- _What to do_
Copy out each line in the rows below that contains the word "sugar".

(Rows from a dataset)

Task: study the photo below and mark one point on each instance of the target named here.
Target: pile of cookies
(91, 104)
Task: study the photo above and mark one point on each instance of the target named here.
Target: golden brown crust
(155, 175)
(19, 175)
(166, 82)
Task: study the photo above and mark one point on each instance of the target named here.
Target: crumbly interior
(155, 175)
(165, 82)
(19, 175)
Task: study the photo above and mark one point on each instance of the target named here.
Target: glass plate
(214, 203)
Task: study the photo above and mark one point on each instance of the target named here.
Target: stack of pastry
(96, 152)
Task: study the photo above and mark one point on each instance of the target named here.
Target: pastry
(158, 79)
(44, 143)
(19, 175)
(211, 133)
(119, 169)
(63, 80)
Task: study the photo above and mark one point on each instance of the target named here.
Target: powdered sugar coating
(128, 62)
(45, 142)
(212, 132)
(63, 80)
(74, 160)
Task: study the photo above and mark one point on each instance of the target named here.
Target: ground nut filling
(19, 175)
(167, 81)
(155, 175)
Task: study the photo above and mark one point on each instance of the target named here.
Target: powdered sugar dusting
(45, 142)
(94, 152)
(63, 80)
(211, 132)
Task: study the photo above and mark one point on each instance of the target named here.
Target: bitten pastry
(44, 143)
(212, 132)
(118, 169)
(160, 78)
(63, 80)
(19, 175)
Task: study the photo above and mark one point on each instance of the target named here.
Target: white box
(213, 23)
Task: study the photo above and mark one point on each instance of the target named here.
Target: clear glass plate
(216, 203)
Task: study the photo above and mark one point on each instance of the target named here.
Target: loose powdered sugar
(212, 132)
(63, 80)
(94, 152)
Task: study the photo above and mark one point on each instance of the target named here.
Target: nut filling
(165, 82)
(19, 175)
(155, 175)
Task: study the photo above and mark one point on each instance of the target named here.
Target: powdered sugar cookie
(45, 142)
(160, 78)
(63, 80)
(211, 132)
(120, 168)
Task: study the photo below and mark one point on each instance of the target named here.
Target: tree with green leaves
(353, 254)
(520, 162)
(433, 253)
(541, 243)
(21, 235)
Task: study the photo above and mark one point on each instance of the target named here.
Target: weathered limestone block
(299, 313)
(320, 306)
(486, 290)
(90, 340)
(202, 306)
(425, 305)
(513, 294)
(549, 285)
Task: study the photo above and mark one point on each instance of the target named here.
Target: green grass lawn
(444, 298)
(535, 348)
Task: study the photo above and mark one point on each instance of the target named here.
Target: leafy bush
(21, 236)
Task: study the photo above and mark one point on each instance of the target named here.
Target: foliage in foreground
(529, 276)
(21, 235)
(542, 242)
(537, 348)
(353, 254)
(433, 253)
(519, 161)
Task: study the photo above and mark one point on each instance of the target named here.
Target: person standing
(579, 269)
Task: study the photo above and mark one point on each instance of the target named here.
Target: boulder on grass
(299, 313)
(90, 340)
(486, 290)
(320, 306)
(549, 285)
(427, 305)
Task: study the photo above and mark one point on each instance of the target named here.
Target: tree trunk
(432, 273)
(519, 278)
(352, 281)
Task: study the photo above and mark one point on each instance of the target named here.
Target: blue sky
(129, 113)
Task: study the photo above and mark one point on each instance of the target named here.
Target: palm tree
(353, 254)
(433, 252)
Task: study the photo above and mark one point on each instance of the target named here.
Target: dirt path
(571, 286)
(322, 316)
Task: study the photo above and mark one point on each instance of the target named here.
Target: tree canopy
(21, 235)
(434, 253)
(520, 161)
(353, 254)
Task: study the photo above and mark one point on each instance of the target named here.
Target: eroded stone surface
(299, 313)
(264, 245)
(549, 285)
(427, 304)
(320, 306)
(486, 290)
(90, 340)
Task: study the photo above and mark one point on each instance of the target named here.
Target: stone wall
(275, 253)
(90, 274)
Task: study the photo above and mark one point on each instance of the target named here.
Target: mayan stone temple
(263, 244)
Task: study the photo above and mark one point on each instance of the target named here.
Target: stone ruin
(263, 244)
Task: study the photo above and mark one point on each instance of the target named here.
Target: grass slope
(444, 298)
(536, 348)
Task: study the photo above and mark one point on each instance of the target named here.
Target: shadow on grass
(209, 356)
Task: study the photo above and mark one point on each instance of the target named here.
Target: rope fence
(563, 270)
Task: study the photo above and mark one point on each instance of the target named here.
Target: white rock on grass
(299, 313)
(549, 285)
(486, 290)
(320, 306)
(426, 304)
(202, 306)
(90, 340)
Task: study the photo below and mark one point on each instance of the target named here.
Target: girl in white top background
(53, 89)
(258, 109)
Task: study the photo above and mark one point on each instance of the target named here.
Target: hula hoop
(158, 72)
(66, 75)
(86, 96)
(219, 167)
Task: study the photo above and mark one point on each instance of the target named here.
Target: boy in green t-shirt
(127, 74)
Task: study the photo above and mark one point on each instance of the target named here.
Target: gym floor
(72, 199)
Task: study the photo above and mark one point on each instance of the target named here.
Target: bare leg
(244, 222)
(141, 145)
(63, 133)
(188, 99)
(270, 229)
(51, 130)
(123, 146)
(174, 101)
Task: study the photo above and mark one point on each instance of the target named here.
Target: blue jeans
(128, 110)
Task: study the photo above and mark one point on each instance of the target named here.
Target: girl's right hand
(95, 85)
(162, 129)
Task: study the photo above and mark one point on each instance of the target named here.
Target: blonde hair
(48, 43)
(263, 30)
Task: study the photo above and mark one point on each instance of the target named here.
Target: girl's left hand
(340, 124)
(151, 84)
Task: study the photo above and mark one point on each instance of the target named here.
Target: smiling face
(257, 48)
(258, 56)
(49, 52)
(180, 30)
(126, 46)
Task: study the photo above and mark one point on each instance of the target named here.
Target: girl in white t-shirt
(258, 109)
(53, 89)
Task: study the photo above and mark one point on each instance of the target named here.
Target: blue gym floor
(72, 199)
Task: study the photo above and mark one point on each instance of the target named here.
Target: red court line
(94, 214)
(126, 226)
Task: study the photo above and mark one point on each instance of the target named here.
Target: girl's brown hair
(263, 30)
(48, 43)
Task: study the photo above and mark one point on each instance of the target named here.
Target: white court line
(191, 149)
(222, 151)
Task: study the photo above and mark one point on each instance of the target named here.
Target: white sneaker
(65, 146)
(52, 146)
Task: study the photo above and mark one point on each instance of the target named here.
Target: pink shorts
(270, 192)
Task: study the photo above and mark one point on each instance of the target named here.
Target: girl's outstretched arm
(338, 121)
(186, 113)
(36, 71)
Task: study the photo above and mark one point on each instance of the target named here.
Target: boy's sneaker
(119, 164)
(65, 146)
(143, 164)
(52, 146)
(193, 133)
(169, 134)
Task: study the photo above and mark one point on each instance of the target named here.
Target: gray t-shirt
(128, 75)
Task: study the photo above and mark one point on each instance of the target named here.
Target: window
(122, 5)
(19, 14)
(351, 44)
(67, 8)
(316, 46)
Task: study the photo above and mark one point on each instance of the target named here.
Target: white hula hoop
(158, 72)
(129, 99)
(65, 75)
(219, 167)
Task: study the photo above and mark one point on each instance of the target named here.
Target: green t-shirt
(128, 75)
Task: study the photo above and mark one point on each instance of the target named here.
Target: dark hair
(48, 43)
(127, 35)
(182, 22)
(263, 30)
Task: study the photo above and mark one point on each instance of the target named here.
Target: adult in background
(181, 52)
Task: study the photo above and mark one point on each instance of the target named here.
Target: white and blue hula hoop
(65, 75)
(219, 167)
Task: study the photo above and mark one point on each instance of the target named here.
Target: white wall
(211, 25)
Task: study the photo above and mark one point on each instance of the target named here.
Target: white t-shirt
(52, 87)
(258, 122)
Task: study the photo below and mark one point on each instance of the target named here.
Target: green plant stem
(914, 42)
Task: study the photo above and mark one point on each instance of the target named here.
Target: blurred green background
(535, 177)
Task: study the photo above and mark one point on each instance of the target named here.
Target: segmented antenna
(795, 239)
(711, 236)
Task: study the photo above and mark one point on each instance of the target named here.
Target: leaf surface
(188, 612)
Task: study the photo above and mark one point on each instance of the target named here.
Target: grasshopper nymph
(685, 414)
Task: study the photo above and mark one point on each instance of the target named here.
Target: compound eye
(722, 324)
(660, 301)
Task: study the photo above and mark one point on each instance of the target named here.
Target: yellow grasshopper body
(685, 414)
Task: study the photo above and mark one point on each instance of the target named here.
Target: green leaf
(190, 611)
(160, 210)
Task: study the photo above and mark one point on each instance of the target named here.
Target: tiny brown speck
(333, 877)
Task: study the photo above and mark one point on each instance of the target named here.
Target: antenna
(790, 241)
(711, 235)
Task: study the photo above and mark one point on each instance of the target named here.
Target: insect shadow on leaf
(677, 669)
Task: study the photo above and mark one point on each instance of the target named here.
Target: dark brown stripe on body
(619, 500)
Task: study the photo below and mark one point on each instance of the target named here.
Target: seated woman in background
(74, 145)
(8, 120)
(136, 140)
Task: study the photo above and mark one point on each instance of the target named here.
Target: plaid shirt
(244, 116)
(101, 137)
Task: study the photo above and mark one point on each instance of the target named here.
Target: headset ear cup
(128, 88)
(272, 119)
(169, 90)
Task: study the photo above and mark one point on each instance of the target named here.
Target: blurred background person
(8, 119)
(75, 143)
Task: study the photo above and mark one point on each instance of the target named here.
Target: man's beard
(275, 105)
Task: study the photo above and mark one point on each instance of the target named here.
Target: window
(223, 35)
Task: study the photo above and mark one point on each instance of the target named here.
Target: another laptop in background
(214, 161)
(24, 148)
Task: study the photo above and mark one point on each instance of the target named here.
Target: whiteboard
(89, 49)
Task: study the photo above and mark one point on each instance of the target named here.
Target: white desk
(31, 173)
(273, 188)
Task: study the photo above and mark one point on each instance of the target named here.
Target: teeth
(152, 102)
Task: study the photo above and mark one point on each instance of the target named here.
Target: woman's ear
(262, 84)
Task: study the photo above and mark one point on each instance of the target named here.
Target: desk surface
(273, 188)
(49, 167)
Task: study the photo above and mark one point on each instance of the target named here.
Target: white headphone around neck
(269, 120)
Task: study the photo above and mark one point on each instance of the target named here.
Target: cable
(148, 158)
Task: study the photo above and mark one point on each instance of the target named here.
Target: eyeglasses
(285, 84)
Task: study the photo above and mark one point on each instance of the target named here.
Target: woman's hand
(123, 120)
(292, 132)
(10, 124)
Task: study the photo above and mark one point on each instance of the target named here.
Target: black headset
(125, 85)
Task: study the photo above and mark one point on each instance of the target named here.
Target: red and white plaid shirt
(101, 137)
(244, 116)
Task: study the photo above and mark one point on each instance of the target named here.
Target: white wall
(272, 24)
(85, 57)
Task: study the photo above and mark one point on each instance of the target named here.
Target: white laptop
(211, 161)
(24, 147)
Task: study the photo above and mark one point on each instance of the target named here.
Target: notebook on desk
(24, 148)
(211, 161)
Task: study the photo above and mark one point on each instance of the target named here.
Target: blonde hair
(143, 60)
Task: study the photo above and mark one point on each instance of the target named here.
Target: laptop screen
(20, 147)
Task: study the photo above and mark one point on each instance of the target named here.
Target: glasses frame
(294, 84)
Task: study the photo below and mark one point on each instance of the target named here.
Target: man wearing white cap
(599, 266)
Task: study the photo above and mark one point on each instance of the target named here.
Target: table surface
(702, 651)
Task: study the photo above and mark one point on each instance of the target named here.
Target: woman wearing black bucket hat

- _Solution for this problem_
Target: powdered sugar coating
Target: powdered sugar dusting
Target: loose powdered sugar
Target: powdered sugar cookie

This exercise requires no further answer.